─── INPUT DATA

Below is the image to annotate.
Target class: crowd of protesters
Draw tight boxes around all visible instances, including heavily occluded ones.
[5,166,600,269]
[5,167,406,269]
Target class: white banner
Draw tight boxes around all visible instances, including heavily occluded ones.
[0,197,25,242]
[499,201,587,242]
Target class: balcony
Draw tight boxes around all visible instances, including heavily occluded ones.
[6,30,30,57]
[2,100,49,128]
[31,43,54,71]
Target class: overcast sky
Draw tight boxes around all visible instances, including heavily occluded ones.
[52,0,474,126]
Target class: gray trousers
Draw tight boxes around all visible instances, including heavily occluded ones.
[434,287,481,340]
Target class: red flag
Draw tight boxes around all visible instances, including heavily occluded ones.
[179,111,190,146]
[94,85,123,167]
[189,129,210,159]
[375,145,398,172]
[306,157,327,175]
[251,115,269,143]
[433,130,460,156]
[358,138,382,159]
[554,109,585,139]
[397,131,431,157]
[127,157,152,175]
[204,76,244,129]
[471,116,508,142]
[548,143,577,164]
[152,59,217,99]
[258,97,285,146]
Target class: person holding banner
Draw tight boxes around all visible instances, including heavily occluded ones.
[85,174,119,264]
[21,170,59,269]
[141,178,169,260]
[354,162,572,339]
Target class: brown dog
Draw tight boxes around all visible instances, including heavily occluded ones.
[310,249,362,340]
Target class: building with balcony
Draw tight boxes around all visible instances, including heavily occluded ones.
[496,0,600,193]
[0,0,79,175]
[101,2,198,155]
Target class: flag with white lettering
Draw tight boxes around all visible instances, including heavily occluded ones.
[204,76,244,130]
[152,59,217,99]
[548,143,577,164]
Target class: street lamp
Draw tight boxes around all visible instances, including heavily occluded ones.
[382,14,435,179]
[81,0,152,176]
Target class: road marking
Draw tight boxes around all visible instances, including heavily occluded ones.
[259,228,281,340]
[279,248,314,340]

──────

PROBLEM TO SOLVE
Change "street lamp" to "lamppost" in the rows from the line with "Target class: flag with white lettering" through the final row, and give those rows again with everything else left the same.

WRITTEN SOLUTION
Target class: flag with white lettering
Draw tight boxes around all visible instances, including heavily occluded ones.
[204,76,244,130]
[152,59,217,99]
[548,143,577,164]
Target class: lamppost
Draw tight boxes around all visible instances, including heavily occluded ones.
[382,14,435,179]
[81,0,152,176]
Target class: road marking
Draw tight boxes around all visible instances, including heavily occluded ones.
[259,228,281,340]
[279,248,314,340]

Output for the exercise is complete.